=== Material shown ===

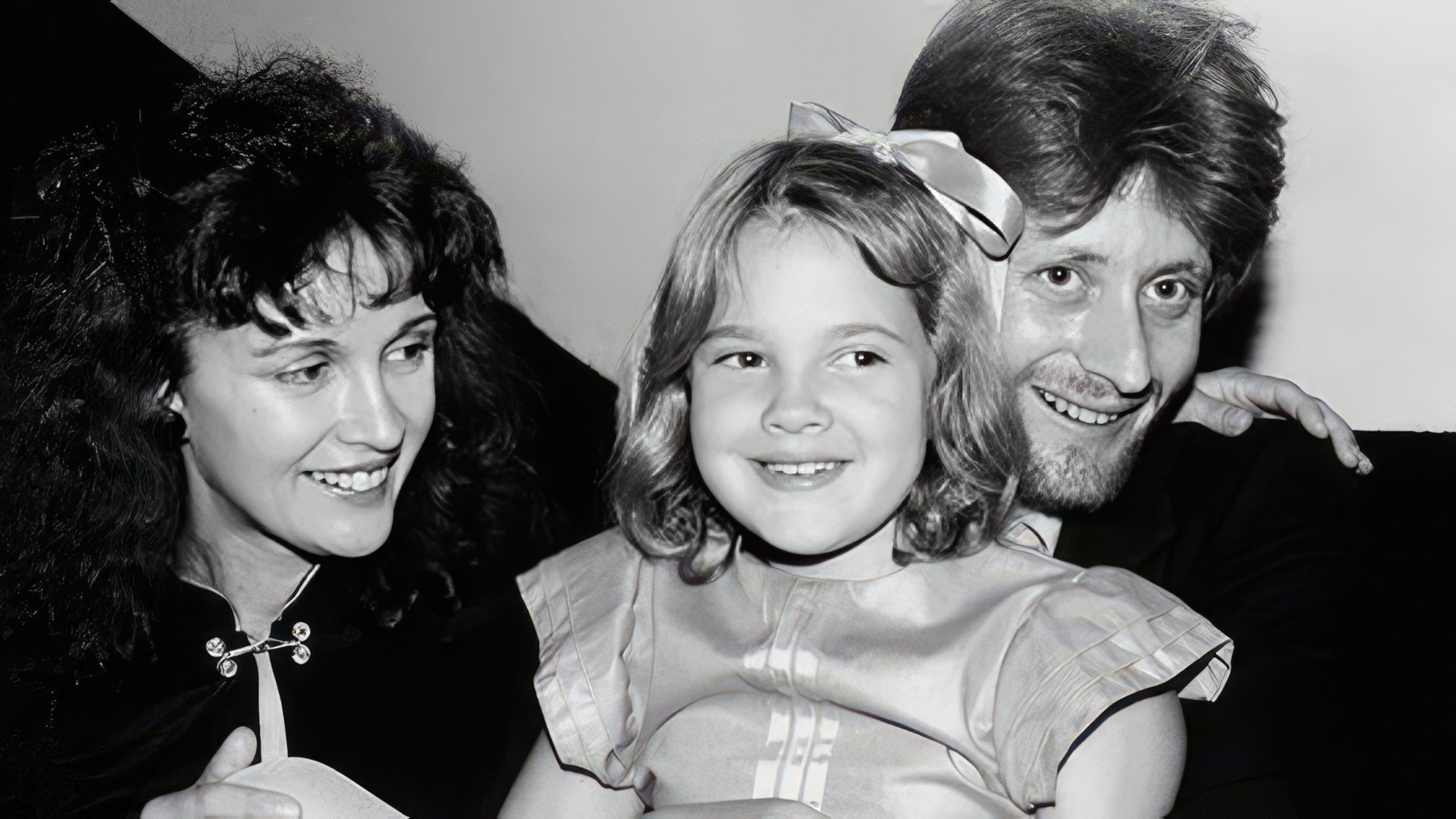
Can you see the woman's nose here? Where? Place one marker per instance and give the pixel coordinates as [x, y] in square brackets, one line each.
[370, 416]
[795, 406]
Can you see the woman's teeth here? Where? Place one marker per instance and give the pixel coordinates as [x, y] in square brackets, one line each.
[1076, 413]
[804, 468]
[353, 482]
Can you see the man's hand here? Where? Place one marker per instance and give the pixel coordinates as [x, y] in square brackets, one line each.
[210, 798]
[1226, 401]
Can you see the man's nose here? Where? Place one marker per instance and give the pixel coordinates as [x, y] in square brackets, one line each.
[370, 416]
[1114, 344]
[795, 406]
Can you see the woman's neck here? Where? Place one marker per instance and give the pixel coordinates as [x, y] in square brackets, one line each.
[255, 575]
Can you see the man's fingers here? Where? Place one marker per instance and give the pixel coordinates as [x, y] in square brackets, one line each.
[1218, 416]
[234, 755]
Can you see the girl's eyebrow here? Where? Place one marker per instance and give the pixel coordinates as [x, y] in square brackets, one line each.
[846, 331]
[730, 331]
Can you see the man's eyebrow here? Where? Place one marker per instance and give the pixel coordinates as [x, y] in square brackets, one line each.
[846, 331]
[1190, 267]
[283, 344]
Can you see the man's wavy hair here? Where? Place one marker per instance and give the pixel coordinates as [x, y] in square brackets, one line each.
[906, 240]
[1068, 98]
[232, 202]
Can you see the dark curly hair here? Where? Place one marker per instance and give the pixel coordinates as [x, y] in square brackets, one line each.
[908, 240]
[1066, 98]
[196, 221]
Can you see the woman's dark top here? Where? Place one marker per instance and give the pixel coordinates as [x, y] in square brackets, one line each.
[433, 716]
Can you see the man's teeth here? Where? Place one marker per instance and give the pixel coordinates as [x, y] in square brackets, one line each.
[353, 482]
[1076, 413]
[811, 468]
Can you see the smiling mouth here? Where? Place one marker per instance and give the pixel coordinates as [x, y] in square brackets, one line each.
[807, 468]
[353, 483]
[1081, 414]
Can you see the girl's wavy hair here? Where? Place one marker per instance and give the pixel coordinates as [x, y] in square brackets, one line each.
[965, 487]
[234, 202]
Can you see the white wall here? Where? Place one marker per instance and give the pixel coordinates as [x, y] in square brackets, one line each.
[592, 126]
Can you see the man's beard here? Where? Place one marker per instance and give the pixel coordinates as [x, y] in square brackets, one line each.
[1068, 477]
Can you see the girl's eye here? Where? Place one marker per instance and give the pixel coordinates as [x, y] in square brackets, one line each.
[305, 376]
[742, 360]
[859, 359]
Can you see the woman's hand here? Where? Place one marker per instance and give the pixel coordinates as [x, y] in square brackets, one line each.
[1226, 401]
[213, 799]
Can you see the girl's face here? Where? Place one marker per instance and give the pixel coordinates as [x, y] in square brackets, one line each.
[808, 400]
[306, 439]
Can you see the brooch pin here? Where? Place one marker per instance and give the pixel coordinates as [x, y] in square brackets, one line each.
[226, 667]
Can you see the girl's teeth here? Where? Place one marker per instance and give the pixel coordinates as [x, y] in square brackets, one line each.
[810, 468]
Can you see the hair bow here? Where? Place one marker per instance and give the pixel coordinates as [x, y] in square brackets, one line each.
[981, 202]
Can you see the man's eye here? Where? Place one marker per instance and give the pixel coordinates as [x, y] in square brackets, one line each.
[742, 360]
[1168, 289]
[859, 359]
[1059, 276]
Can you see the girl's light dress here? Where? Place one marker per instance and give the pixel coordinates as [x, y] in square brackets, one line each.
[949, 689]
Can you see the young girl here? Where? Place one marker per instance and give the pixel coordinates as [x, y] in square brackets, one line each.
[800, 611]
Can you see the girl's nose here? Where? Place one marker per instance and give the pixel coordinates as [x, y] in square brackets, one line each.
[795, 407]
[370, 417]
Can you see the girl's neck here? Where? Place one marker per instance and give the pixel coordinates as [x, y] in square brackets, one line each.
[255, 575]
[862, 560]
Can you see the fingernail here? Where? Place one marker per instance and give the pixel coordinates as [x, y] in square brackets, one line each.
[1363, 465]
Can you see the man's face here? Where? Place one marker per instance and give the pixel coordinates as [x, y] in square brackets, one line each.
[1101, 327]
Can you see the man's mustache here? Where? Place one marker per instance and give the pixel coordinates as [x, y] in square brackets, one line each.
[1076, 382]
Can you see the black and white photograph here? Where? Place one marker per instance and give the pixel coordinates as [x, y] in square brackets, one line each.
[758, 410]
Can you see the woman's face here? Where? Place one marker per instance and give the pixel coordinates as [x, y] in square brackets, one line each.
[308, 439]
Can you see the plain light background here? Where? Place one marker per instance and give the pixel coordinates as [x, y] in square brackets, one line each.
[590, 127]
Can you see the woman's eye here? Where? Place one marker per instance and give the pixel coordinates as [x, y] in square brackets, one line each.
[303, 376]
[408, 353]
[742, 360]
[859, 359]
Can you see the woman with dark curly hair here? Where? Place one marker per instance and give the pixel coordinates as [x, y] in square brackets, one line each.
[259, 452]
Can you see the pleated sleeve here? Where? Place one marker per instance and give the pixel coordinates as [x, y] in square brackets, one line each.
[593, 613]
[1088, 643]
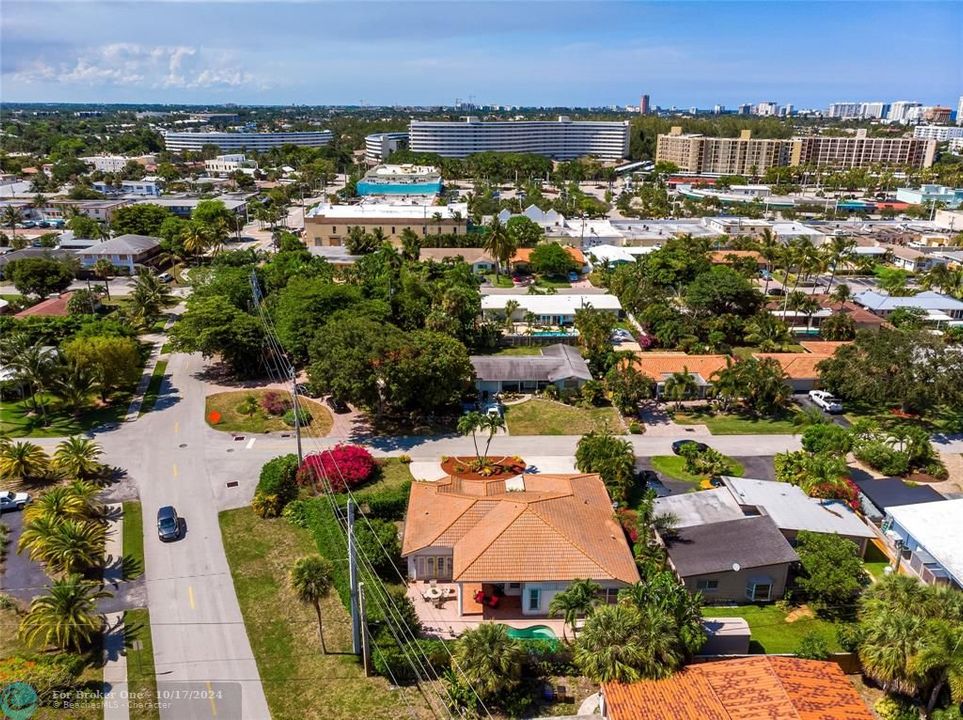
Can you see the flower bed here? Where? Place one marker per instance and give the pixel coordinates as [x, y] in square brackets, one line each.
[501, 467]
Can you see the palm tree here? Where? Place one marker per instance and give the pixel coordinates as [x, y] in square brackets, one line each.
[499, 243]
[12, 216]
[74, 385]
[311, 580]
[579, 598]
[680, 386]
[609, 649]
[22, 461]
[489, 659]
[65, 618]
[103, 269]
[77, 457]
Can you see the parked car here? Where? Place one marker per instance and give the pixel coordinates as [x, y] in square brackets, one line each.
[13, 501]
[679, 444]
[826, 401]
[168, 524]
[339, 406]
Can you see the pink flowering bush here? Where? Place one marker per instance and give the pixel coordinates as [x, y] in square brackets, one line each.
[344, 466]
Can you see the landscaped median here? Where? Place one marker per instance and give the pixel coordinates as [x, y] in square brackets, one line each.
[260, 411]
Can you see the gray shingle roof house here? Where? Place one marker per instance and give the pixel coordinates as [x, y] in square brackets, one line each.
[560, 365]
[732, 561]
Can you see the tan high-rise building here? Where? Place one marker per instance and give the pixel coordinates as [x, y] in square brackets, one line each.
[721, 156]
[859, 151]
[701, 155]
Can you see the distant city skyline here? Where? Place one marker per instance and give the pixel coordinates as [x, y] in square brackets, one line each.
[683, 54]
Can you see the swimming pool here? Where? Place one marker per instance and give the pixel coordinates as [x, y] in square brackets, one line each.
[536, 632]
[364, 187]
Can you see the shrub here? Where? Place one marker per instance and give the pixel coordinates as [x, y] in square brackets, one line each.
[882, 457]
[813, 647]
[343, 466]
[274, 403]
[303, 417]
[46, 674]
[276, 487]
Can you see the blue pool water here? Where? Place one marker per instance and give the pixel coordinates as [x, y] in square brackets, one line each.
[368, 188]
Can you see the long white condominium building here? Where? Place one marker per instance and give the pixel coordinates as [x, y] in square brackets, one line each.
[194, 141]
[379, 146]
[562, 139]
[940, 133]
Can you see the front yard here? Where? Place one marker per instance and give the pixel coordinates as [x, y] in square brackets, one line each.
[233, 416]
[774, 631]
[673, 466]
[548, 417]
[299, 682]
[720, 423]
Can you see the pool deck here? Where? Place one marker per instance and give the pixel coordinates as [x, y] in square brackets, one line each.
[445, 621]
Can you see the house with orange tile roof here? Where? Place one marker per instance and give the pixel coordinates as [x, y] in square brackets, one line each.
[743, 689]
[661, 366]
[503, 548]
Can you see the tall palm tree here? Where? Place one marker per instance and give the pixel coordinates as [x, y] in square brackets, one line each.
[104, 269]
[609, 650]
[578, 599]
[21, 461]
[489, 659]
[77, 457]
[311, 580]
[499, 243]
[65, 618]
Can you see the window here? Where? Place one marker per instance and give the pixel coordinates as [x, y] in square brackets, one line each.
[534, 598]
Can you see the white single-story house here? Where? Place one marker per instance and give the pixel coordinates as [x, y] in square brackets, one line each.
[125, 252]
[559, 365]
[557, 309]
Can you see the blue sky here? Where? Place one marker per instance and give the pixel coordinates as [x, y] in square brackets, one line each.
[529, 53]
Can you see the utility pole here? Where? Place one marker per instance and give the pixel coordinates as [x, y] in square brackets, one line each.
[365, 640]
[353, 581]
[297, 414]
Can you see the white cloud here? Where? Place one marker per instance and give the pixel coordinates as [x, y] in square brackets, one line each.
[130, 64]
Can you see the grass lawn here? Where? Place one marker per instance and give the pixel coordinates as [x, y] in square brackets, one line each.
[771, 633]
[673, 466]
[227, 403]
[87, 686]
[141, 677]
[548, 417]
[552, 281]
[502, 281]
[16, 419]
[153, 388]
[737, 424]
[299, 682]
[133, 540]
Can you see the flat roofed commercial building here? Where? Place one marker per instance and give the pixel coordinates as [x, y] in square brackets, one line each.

===

Repeat word for word every line from the one that holds "Can you see the window" to the end. Both ends count.

* [Complete output]
Can you see the window here? Where? Place one marker per instance and give the pixel coordinates as [x, y] in square brackets, one line each.
[534, 598]
Can you see the white single-story house here? Where? Place one marker per instance and give the pixel coordinates as [x, y] in square brackets, one line each.
[125, 252]
[559, 365]
[557, 309]
Can you see the blue sky here? Where? Place one marker per instance and give the pixel coordinates as [x, y] in square brackets, one line each.
[529, 53]
Can you see the utility pole here? Where? Place one marker per instance and give the pixel coordinates as [x, y] in square brackets, one line each.
[365, 640]
[353, 581]
[297, 414]
Can you see the white cloud here? Where? Place one marker per instance and give the pixel coordinates as [x, y] in square brackets, one line each.
[130, 64]
Can you see the grass lawn here? Where? Place one marker per instance and give the pixel coordinates as [x, y] in square brackets, one line each.
[771, 633]
[673, 466]
[227, 403]
[87, 686]
[141, 677]
[548, 417]
[552, 281]
[502, 281]
[16, 419]
[153, 388]
[737, 424]
[299, 682]
[133, 540]
Can you see the flat roofed commercial building here? Where? Place one marker per instance and give the pixel coordinates as [x, y] in square brackets, one line each.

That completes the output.